**Фрагмент текста**:

- - -

Из глубины России, деревни Пушкарка, в глубину Гер

Весна 1946 года: кончилась война, а отцу задерживают отпуск.
Я и мой младший двоюродный брат Александр (мне 4,ему3 года) счастливо обитаем в благословенной избе деда в деревне Пушкарка под Арзамасом.
Дед доблестно трудится в колхозе, которые обеспечивают и страну, и освобожденные страны;
Бабушка прикована к огороду, скотине, к печке; мама, фельдшер, к работе и к хозяйству. Нас, детей, опекает няня ("с кормом и проживанием") из "бывших"", жена русского дипломата в Китае; уже в солидных летах; владетельница нескольких языков; лишенная возможности появляться в крупных городах...
Накануне 1 мая я вижу из окна, как по зеленой траве улицы к дому подъезжает "полуторка ГАЗ": и из кузова прыгает на землю бравый офицер, в орденах, в фуражке, с наганом на поясе,  в начищенных сапогах: достает чемоданы и направляется к крыльцу...
Это --- мой отец! Единственный мужчина, вернувшийся с фронта из нашей родни. Его брат, два брата мамы, зятья остались на поле брани...

- - -

**Исходные данные**:
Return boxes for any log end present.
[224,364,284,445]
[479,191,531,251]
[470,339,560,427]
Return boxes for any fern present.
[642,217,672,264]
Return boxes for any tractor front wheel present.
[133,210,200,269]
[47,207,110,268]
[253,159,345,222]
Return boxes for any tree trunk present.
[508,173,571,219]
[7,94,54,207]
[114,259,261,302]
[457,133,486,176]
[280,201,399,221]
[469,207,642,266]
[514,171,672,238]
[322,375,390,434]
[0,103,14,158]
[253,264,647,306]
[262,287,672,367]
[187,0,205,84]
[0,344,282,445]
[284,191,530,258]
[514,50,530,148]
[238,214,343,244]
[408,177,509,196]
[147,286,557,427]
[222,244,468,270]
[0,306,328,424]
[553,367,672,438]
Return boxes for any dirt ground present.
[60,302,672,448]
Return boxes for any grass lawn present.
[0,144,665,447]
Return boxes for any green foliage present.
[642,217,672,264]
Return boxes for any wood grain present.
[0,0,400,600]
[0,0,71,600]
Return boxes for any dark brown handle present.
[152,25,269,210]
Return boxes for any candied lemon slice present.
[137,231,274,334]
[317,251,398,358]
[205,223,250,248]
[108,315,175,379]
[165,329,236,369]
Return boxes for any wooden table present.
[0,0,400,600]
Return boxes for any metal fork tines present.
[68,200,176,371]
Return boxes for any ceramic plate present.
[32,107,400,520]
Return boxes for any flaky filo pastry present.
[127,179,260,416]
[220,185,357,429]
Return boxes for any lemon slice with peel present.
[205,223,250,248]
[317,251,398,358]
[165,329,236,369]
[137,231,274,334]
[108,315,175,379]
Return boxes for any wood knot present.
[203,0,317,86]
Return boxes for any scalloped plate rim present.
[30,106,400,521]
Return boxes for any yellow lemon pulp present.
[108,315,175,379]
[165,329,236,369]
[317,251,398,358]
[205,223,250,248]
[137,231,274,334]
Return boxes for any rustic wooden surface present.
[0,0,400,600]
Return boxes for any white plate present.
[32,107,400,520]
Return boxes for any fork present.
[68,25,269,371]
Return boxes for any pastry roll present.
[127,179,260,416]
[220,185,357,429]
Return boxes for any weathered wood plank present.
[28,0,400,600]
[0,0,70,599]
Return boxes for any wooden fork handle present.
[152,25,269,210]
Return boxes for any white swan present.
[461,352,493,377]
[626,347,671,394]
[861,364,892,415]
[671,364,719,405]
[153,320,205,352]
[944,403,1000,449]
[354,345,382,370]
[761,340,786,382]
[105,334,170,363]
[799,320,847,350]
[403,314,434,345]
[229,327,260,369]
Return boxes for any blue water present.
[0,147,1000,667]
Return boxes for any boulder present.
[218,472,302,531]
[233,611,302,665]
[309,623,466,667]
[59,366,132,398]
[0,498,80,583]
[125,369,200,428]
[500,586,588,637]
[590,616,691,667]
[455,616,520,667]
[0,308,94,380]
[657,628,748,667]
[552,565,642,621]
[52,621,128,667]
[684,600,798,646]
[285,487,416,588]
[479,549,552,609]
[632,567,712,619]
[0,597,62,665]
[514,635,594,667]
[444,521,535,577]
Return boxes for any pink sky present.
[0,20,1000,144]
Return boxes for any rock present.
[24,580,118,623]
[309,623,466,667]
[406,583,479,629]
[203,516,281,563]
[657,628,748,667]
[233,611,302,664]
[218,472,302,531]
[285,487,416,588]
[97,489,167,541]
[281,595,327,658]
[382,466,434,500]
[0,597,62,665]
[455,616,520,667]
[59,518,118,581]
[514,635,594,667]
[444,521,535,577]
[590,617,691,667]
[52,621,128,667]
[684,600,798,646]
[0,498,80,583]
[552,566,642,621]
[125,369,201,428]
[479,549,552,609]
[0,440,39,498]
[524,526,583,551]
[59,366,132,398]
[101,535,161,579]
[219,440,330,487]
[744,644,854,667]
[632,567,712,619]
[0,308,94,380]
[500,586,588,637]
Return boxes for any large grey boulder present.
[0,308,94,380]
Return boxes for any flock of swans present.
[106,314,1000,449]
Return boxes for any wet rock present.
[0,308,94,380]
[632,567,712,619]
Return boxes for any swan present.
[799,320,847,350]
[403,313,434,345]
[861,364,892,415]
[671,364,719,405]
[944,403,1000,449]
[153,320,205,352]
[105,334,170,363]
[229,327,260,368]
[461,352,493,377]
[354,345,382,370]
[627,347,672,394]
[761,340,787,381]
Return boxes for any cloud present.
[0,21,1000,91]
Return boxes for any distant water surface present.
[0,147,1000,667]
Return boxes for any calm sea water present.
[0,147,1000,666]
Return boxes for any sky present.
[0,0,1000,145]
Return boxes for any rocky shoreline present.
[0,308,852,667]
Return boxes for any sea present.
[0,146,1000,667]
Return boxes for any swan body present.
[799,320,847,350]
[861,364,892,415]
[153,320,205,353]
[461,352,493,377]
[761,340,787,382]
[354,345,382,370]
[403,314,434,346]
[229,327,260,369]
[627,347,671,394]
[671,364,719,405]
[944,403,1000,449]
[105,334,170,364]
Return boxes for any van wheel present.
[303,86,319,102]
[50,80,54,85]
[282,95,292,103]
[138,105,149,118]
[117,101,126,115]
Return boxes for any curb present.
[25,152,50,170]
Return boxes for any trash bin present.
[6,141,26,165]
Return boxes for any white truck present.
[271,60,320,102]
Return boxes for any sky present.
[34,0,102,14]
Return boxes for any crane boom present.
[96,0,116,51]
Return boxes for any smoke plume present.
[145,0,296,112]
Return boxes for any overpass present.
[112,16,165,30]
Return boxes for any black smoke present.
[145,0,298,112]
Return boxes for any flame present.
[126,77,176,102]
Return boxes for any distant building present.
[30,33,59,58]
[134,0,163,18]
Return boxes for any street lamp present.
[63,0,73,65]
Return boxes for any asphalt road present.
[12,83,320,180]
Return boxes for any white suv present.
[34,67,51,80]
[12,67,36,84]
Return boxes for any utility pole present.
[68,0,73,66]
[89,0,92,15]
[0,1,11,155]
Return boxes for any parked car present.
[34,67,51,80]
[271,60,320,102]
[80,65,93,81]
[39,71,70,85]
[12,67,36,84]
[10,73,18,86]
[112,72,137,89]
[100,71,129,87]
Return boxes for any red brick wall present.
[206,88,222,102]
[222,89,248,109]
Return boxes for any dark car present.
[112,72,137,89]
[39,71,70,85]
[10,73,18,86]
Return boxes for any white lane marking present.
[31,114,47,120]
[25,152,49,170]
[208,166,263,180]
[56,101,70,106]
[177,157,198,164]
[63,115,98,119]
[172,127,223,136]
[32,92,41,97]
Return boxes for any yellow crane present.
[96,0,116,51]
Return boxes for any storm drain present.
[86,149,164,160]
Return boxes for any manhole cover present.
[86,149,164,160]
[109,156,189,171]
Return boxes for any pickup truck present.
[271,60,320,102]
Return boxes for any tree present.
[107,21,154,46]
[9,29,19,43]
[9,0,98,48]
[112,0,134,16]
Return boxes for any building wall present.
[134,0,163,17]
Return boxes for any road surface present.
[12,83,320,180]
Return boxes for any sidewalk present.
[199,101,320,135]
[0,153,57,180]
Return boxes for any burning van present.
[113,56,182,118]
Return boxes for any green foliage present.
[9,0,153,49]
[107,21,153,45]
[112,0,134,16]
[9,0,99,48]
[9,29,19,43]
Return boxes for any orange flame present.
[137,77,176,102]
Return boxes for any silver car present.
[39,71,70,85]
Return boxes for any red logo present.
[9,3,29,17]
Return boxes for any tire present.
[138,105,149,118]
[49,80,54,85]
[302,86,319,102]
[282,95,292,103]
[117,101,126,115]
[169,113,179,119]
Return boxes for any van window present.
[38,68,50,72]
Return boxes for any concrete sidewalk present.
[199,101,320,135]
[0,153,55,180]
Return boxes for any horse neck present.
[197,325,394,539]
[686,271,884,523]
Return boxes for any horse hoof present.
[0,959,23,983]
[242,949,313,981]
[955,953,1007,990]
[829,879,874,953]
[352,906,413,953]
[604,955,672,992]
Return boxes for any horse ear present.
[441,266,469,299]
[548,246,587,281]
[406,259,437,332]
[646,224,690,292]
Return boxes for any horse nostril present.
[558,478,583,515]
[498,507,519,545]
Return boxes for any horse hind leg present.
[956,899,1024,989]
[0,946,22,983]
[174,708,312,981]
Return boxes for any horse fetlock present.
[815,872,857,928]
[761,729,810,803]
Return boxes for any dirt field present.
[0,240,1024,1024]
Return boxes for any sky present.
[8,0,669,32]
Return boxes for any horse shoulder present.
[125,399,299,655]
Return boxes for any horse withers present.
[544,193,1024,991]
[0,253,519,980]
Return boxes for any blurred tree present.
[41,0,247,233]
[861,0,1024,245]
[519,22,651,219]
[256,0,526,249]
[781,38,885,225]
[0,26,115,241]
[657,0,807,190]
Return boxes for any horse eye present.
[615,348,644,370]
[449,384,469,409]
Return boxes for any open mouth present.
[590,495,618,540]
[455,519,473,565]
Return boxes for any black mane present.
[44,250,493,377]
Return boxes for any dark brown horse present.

- - -

**Ваши задания**:
1/ Определите, согласуются ли с фрагментом текста следующие утверждения: (a) отец приехал к дому на «полуторке ГАЗ»; (b) мама работала учительницей; (c) кроме отца, с фронта вернулись и другие мужчины из родни. На каждое ответьте «да» или «нет», приведя точную цитату из фрагмента, которая это решает.
2/ Обновите записи от строки, содержащей «Return boxes for any rocky shoreline present.», до строки, содержащей «[0,1,11,155]», включительно: замените «present» на «visible», оставив всё остальное без изменений. Приведите только эти строки.

**Ожидаемые ответы**:
1/
(a) Да: «к дому подъезжает "полуторка ГАЗ"».
(b) Нет: «мама, фельдшер, к работе и к хозяйству».
(c) Нет: «Единственный мужчина, вернувшийся с фронта из нашей родни».

2/
Return boxes for any rocky shoreline visible.
[0,308,852,667]
Return boxes for any sea visible.
[0,146,1000,667]
Return boxes for any swan body visible.
[799,320,847,350]
[861,364,892,415]
[153,320,205,353]
[461,352,493,377]
[761,340,787,382]
[354,345,382,370]
[403,314,434,346]
[229,327,260,369]
[627,347,671,394]
[671,364,719,405]
[944,403,1000,449]
[105,334,170,364]
Return boxes for any van wheel visible.
[303,86,319,102]
[50,80,54,85]
[282,95,292,103]
[138,105,149,118]
[117,101,126,115]
Return boxes for any curb visible.
[25,152,50,170]
Return boxes for any trash bin visible.
[6,141,26,165]
Return boxes for any white truck visible.
[271,60,320,102]
Return boxes for any sky visible.
[34,0,102,14]
Return boxes for any crane boom visible.
[96,0,116,51]
Return boxes for any smoke plume visible.
[145,0,296,112]
Return boxes for any overpass visible.
[112,16,165,30]
Return boxes for any black smoke visible.
[145,0,298,112]
Return boxes for any flame visible.
[126,77,176,102]
Return boxes for any distant building visible.
[30,33,59,58]
[134,0,163,18]
Return boxes for any street lamp visible.
[63,0,73,65]
Return boxes for any asphalt road visible.
[12,83,320,180]
Return boxes for any white suv visible.
[34,67,51,80]
[12,67,36,84]
Return boxes for any utility pole visible.
[68,0,73,66]
[89,0,92,15]
[0,1,11,155]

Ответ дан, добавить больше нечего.